» Énoncé a
Condensez sous forme de liste le paragraphe de l'extrait qui commence par « Pierre allait vendre », en conservant ses faits principaux.

» Extrait

□ □ □ □ □ □ □

Pierre allait vendre dans les premières années son beurre au marché à beurre de Saint-Clair, qui se tenait dans le bâtiment de l’ancienne cantine. Sur ce marché, Monsieur Leclanche goûtait le beurre, le classait et le collectait pour l’entreprise Claudel. Au tout début, Pierre écrémait sur des pots en grès puis faisait le beurre à la baratte basculante. Les bidons de lait étaient ramassés avec ceux de ses deux voisins, qui avaient chacun deux vaches, par Elle et Vire. Mais des désaccords sur le taux de matière grasse et donc sur le prix les conduisirent à se tourner vers Claudel. Enfin, Pierre termina avec une trentaine de vaches, moitié normandes, moitié hollandaises, livrant le lait à la coopérative d’Isigny. Au début Pierre allait au marché de Littry vendre les veaux le jeudi, mais il fallait négocier avec les « marchands de vaches qui s’entendaient entre eux », alors il décida de ne plus y aller lui-même. Pierre fit également un peu d’élevage de cochons, 3 truies et 22 petits cochons se souvient Colette, livrés une fois élevés au marché de Littry mais ils abandonnèrent dans les années 1960, cela ne payait plus.

□ □ □ □ □ □ □

» Données fournies
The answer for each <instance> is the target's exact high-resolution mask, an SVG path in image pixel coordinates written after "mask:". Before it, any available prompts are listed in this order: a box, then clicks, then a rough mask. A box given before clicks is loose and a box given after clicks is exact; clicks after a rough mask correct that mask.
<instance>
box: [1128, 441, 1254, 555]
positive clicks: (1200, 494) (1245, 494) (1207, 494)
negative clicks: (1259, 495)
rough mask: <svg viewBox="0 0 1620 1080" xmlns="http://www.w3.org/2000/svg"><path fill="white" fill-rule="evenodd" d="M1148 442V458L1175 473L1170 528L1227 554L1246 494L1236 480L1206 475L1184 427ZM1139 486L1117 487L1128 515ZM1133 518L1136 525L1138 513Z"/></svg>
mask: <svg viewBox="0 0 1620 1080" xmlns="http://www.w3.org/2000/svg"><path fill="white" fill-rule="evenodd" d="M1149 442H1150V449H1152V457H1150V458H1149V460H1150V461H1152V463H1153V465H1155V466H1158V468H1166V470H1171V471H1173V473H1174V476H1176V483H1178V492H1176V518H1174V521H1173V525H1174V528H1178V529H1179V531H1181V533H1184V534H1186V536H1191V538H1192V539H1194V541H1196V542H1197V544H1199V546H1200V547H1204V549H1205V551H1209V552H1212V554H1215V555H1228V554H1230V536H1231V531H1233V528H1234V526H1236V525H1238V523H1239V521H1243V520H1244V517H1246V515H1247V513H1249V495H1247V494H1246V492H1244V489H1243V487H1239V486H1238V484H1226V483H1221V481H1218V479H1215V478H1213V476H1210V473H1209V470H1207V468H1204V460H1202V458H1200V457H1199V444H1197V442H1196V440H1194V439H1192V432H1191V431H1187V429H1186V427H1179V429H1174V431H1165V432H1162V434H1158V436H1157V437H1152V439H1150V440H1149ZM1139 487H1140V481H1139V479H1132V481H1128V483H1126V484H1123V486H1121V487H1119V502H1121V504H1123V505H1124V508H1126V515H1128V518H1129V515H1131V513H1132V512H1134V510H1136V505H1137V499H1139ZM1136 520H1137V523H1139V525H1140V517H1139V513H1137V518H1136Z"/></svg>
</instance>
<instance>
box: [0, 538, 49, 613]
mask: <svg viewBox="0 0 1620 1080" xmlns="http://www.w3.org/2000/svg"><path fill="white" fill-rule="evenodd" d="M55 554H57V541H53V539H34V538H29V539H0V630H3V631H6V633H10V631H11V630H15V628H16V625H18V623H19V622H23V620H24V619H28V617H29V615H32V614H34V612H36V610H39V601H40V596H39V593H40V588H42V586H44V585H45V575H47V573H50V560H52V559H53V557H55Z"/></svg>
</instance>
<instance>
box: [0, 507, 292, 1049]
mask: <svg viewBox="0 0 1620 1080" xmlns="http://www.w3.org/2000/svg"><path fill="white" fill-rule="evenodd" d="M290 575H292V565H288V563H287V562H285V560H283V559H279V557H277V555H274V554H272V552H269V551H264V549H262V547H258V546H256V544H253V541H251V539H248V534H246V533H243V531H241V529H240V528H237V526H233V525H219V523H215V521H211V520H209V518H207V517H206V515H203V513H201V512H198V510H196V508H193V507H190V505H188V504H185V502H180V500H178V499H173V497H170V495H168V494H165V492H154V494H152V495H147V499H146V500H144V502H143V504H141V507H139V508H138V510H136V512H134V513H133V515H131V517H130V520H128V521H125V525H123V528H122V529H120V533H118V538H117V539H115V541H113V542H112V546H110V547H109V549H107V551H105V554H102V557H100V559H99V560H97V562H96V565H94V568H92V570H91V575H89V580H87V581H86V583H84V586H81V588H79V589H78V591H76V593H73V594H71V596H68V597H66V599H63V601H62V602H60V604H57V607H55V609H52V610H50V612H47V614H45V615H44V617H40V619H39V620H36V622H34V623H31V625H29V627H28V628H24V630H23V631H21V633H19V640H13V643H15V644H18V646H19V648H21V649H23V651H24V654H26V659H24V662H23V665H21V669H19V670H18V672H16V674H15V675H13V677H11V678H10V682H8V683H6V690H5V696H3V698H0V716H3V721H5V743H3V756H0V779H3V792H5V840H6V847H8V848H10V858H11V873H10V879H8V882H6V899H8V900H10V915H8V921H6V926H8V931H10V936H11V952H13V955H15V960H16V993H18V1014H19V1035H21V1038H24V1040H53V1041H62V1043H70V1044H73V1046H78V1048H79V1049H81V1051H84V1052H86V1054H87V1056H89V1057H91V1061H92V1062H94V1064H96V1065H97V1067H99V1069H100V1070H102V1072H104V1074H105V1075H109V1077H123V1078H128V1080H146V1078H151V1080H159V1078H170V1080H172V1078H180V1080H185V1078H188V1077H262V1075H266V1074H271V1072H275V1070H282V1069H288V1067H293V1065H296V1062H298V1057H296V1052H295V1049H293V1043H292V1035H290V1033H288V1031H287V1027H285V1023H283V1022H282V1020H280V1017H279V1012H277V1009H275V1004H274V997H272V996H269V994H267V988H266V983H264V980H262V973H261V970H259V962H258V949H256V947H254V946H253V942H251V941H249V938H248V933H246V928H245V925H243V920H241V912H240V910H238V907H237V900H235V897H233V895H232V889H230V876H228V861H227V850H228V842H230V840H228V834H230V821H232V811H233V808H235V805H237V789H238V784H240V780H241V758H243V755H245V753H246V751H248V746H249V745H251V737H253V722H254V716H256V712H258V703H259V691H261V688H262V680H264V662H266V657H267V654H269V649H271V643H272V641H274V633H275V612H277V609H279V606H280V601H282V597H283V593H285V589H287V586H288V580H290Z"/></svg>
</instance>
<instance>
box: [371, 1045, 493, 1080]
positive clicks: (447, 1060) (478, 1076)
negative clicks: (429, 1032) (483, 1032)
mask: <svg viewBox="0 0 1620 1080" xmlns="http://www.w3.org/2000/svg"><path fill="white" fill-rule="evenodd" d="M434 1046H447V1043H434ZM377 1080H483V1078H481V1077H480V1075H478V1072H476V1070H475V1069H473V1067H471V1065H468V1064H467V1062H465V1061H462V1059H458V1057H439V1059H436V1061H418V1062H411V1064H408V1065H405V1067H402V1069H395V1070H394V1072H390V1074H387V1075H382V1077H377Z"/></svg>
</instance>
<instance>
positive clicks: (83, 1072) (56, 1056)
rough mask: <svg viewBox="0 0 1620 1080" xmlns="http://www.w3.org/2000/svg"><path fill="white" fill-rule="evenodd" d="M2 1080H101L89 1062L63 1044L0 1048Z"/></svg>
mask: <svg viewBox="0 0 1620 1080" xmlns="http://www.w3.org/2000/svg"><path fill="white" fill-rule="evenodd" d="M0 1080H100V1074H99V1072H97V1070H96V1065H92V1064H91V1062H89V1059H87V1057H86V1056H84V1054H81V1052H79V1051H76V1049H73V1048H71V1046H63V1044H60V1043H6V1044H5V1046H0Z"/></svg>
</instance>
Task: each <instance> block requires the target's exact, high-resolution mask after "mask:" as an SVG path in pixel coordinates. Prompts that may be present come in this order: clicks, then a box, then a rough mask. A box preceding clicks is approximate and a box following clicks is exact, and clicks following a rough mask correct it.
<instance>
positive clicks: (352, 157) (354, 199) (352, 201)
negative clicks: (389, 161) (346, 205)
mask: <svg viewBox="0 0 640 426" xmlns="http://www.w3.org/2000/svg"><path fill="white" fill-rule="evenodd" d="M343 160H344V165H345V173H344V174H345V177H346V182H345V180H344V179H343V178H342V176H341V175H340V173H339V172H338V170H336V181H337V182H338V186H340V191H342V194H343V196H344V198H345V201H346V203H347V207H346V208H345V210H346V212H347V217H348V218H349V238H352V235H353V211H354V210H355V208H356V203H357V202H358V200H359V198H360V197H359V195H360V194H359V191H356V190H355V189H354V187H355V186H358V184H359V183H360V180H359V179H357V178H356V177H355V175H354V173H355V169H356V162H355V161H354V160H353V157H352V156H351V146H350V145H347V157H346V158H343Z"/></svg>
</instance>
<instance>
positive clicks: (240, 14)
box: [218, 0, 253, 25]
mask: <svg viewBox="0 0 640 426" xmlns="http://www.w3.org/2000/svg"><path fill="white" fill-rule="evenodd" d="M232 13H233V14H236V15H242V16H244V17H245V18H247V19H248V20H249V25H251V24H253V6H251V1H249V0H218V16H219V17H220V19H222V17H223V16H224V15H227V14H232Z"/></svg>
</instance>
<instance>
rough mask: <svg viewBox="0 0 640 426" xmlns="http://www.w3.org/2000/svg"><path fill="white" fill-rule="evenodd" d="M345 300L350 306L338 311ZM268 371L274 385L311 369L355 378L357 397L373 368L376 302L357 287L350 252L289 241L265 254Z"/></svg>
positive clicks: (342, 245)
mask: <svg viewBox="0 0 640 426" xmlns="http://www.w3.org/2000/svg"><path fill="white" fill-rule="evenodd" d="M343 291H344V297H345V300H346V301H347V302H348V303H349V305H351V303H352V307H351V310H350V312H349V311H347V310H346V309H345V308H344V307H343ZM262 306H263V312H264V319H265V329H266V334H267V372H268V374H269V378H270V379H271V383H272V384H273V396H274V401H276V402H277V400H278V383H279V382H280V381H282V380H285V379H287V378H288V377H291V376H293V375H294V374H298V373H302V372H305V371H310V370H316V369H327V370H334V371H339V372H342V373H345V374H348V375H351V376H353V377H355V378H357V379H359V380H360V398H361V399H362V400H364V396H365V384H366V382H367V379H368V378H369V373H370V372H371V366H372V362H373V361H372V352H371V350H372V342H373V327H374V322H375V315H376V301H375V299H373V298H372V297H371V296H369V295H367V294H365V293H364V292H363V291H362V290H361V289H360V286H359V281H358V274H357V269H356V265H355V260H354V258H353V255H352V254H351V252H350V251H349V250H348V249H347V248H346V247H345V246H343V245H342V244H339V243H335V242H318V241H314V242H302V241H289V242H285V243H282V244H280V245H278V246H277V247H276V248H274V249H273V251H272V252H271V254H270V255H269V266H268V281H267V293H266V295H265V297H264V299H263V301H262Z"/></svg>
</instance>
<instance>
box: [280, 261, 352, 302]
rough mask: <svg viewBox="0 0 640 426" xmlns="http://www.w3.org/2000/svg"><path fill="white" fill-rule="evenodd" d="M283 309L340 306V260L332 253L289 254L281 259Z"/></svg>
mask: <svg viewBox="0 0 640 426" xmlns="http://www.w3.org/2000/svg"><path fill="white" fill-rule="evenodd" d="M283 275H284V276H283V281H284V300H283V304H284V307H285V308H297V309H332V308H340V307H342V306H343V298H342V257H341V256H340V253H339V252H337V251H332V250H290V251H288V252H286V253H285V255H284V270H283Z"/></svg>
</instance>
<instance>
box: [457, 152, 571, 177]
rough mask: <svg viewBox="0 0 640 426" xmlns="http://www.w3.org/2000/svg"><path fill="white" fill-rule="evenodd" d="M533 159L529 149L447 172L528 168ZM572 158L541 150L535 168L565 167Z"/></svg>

□ □ □ □ □ □ □

» Énoncé b
Relevez toutes les lignes des entrées qui contiennent la chaîne « high » et recopiez chacune d'elles intégralement.

» Corrigé a
- Dans les premières années, Pierre vendait son beurre au marché à beurre de Saint-Clair, tenu dans l'ancienne cantine. Monsieur Leclanche y goûtait, classait et collectait le beurre pour l'entreprise Claudel.
- Au tout début, Pierre écrémait sur des pots en grès et faisait le beurre à la baratte basculante.
- Elle et Vire ramassait ses bidons de lait avec ceux de ses deux voisins, qui avaient chacun deux vaches. Des désaccords sur le taux de matière grasse, et donc sur le prix, les conduisirent à se tourner vers Claudel.
- Pierre termina avec une trentaine de vaches, moitié normandes, moitié hollandaises. Il livrait alors le lait à la coopérative d'Isigny.
- Au début, il vendait les veaux le jeudi au marché de Littry. Il fallait y négocier avec les « marchands de vaches qui s'entendaient entre eux », et il cessa donc d'y aller lui-même.
- Il éleva aussi des cochons : 3 truies et 22 petits cochons, selon Colette. Une fois élevés, ils étaient livrés au marché de Littry. Cet élevage fut abandonné dans les années 1960, car il ne payait plus.

» Corrigé b
The answer for each <instance> is the target's exact high-resolution mask, an SVG path in image pixel coordinates written after "mask:". Before it, any available prompts are listed in this order: a box, then clicks, then a rough mask. A box given before clicks is loose and a box given after clicks is exact; clicks after a rough mask correct that mask.
Task: each <instance> block requires the target's exact, high-resolution mask after "mask:" as an SVG path in pixel coordinates. Prompts that may be present come in this order: clicks, then a box, then a rough mask. A box preceding clicks is approximate and a box following clicks is exact, and clicks following a rough mask correct it.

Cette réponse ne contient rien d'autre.